**Directive:**
Put the lines of the material from the one containing "If you could identify the decorative" through the last line into a Markdown table with two columns, Row and Line, numbering each row and leaving out blank lines.

________________

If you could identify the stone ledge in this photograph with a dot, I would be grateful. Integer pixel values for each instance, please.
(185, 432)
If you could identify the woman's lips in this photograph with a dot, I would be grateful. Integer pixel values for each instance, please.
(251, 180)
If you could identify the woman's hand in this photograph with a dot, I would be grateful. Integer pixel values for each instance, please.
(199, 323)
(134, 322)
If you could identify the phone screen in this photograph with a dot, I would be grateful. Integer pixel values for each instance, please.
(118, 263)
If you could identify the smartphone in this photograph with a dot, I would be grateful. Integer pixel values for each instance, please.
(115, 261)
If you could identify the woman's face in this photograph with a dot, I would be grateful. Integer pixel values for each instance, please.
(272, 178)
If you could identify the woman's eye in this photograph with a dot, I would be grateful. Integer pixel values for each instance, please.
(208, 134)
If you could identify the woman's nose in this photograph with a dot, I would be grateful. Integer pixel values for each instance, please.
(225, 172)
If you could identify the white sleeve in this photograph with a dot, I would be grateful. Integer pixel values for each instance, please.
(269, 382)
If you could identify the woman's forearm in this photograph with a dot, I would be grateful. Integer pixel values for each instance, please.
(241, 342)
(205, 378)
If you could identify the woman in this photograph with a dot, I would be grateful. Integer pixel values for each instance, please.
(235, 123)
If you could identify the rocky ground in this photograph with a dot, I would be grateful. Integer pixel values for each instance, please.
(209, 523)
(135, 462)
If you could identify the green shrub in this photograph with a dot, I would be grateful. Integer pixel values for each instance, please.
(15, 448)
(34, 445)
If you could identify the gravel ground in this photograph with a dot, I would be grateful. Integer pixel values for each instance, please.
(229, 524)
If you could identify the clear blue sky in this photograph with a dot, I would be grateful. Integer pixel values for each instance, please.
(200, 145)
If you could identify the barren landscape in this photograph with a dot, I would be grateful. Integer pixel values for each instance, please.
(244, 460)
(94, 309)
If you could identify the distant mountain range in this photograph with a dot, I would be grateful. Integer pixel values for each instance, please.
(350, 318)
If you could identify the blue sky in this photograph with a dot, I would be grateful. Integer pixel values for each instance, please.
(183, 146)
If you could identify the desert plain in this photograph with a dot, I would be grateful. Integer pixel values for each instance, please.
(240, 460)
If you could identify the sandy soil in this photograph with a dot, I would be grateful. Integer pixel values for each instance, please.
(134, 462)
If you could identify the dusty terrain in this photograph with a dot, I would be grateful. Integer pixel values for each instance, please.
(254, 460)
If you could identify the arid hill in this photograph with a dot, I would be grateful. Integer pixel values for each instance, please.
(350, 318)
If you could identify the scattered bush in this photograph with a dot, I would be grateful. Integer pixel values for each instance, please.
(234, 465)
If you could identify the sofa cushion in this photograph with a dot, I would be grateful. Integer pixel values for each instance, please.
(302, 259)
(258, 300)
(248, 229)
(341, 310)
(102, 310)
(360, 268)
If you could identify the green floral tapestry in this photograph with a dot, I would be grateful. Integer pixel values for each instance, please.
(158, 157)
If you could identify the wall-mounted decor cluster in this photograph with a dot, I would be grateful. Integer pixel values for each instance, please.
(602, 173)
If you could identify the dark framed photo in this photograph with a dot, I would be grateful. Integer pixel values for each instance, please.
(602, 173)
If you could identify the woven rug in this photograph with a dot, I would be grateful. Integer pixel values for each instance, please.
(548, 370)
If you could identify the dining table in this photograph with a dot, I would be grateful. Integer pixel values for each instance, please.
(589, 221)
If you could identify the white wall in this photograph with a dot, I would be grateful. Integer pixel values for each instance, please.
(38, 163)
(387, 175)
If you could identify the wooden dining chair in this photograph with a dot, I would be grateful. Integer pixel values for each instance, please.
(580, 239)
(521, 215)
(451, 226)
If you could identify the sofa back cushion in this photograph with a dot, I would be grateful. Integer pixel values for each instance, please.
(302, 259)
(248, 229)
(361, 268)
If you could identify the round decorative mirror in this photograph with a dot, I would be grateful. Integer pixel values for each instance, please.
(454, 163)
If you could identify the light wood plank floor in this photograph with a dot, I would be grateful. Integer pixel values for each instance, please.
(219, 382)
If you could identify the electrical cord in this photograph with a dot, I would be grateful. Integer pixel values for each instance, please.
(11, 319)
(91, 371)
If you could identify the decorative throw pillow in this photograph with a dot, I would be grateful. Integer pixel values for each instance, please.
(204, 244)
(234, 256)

________________

**Solution for this exercise:**
| Row | Line |
|---|---|
| 1 | If you could identify the decorative throw pillow in this photograph with a dot, I would be grateful. Integer pixel values for each instance, please. |
| 2 | (204, 244) |
| 3 | (234, 256) |